■ Activity list
a: In the transcript, which two infections does TK say boys are not routinely tested for?
b: Set down, word for word, the part of the transcript that opens with the words containing "JG: Well, you" and closes with "with, and so on, and so on.".

■ Reading text
------

JG: Well, you know I – for people of a little older generation I ask them to remember the O.J. Simpson commercial: I tell two friends, and you tell two friends, and so on, and so on. So I think all the parents listening will remember that. For kids, I just want them to work out the math of that. And they need to understand when you sleep with someone, you sleep with every single one of the people that they’ve slept with, and the people that they’ve slept with, and so on, and so on.
CS: Dr. Knight, you’ve been nodding for the last couple of minutes. This story does not sound unusual, does it?
TK: Oh, no. Not… nodding because in just letting her get through it. Because this is a point that I try to hit home as much as I can. And really the reason why it is a point so difficult to drive home is because we are meant to be sexual people. We are meant to want to have sex. And so we have to be logical about this before we get in the bedroom.
JG: That’s right.
TK: And we have to be thinking…
JG: And we have to be grownups if we’re doing grownup behavior. And both get tested.
TK: Absolutely. And the other thing I think is really important is that even if your partner says, “I’ve been tested”, we don’t routinely test boys for HPV or the human papillomavirus. We don’t know. We don’t routinely test boys for herpes.
CS: And there’s also a lag time, isn’t there, with…?

------

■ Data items

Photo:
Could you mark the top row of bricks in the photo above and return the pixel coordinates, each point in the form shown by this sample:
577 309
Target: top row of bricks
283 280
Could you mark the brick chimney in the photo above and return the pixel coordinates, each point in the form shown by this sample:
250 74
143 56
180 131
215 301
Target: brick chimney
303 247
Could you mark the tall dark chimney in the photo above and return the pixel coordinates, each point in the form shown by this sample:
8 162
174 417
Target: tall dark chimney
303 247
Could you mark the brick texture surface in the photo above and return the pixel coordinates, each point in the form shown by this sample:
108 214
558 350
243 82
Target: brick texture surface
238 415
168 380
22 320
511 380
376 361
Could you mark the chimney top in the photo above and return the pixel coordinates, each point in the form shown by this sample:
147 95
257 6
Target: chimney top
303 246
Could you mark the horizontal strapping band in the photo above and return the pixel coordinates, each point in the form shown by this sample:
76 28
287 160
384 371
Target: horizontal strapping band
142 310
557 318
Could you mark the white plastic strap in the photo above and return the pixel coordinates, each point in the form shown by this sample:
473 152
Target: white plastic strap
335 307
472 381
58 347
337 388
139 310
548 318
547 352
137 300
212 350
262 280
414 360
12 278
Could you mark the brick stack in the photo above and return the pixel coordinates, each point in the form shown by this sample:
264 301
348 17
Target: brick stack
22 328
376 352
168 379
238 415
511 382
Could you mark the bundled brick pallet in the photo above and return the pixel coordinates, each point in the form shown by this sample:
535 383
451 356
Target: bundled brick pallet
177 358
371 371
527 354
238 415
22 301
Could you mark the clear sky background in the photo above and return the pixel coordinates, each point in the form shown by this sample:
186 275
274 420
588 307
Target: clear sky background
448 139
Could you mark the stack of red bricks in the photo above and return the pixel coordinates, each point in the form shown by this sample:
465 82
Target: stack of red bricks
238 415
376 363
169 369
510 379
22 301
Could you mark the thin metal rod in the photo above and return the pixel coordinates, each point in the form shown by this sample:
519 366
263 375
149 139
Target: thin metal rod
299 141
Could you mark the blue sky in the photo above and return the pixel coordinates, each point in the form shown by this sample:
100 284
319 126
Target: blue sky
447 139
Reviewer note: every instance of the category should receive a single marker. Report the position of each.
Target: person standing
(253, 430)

------

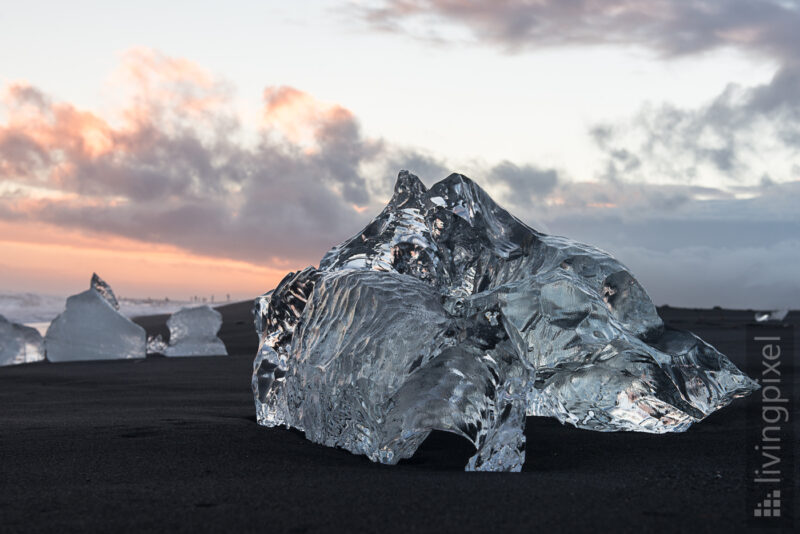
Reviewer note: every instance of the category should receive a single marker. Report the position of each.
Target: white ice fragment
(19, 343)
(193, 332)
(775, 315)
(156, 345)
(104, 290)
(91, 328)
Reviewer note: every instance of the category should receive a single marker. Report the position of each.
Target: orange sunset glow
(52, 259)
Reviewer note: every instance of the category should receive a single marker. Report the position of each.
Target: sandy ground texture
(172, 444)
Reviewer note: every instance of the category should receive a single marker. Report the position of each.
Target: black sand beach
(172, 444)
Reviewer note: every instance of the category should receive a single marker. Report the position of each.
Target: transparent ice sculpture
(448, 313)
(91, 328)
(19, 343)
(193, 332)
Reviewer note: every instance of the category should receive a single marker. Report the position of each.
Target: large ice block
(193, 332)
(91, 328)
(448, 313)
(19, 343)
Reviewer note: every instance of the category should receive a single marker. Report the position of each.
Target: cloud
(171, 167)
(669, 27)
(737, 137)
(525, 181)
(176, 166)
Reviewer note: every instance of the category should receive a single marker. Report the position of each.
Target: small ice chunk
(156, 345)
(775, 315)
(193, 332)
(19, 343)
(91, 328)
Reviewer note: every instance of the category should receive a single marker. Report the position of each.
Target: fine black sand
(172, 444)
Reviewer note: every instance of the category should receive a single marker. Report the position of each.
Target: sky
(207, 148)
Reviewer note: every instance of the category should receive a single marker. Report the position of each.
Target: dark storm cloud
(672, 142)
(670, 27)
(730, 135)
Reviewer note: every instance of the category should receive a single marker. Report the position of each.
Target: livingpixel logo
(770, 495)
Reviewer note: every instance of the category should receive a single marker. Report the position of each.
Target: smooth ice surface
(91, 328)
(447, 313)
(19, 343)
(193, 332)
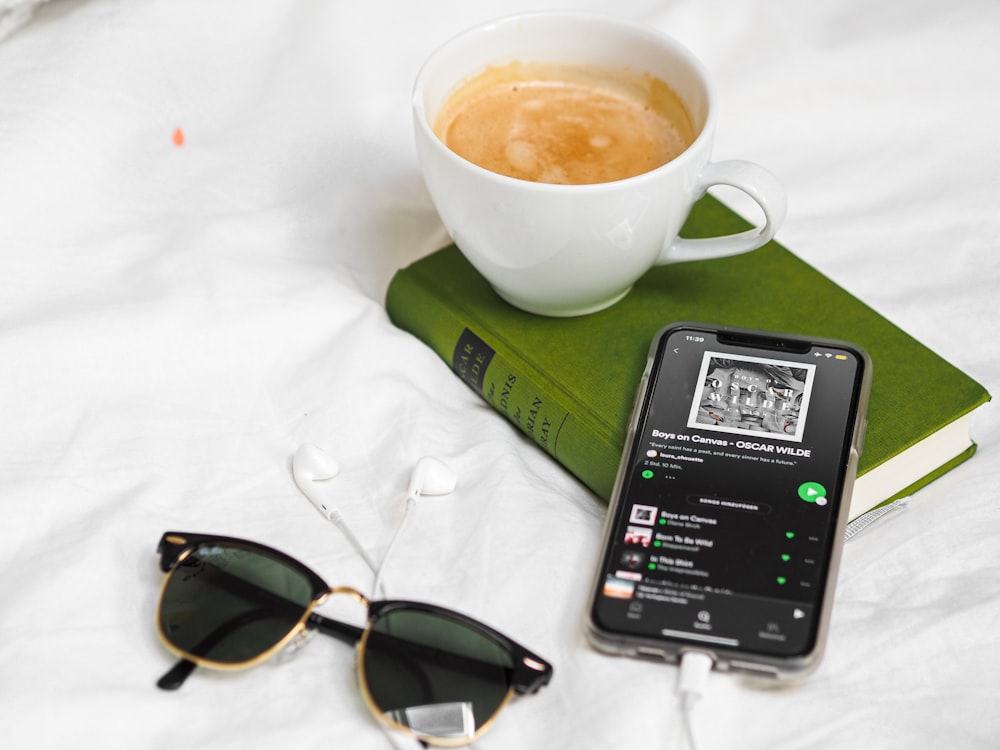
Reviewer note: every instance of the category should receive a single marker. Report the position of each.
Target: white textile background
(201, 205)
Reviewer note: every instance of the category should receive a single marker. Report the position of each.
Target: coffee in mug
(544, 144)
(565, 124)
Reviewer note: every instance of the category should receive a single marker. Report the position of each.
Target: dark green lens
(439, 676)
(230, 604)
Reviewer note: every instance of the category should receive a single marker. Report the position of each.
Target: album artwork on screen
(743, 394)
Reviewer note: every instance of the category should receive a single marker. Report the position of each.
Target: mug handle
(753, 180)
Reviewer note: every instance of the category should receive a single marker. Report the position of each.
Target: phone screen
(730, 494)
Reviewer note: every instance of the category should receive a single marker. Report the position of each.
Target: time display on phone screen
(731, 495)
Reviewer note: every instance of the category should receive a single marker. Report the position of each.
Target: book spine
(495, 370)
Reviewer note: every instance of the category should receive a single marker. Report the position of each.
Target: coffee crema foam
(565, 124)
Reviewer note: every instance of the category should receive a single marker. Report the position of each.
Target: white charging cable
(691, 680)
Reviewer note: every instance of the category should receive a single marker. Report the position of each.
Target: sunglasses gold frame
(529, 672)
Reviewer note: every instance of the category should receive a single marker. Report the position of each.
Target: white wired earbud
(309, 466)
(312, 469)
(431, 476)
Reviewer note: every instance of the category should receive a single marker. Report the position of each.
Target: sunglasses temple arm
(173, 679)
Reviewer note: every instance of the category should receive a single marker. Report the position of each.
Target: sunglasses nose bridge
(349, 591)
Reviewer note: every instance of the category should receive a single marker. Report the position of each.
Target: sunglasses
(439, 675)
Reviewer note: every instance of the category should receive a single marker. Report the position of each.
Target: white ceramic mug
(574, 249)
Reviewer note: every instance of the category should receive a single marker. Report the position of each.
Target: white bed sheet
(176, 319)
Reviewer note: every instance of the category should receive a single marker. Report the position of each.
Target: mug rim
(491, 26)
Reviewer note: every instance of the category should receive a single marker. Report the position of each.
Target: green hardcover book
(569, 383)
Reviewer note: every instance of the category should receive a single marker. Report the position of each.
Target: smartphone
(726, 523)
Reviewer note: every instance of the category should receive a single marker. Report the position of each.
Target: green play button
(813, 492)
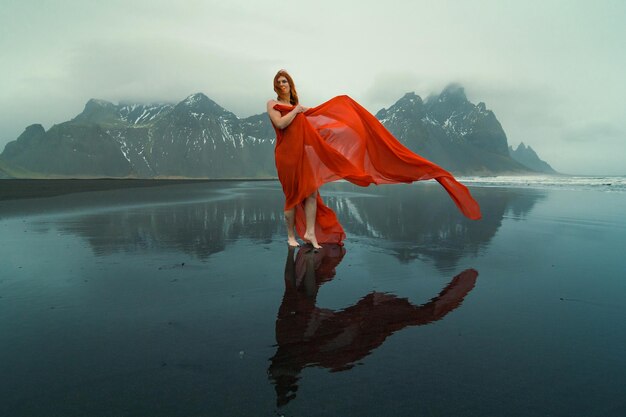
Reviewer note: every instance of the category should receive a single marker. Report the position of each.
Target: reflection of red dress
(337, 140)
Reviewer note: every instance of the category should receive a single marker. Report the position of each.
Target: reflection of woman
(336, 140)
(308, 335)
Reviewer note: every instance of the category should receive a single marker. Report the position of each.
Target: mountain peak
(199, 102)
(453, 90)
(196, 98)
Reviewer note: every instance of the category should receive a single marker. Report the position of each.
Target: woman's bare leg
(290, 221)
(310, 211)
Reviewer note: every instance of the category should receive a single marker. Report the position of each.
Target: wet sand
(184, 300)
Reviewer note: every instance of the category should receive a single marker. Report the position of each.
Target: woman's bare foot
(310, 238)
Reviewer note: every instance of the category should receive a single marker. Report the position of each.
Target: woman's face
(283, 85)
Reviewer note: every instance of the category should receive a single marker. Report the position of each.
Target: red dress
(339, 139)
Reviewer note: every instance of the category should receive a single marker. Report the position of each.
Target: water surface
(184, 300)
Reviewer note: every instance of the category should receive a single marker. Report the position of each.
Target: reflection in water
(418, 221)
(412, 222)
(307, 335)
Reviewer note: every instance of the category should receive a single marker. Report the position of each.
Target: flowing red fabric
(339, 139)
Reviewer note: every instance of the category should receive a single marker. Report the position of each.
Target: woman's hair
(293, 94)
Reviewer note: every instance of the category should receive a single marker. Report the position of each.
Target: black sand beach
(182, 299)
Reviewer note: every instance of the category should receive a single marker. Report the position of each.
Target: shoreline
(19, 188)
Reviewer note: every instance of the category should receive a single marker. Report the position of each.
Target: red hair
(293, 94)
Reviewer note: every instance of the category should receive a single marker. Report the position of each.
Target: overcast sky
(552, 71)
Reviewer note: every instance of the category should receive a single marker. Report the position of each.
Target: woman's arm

------

■ Activity answers
a: HPV (the human papillomavirus) and herpes.

b:
JG: Well, you know I – for people of a little older generation I ask them to remember the O.J. Simpson commercial: I tell two friends, and you tell two friends, and so on, and so on. So I think all the parents listening will remember that. For kids, I just want them to work out the math of that. And they need to understand when you sleep with someone, you sleep with every single one of the people that they’ve slept with, and the people that they’ve slept with, and so on, and so on.